» THE EXERCISE:
Scale the material below by reproducing every line, requests included, and multiplying each pixel coordinate in the answers by 1.65, rounding to whole numbers with halves rounded up. Leave the numbers in the requests and their format sample unchanged.

» INPUT FOR THIS TASK:
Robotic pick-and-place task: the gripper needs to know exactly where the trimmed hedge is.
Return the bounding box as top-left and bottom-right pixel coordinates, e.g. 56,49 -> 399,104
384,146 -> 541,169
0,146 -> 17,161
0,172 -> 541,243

» TASK SOLUTION:
Robotic pick-and-place task: the gripper needs to know exactly where the trimmed hedge is.
Return the bounding box as top-left and bottom-right pixel coordinates, e.g. 56,49 -> 399,104
634,241 -> 893,279
0,241 -> 28,266
0,284 -> 893,401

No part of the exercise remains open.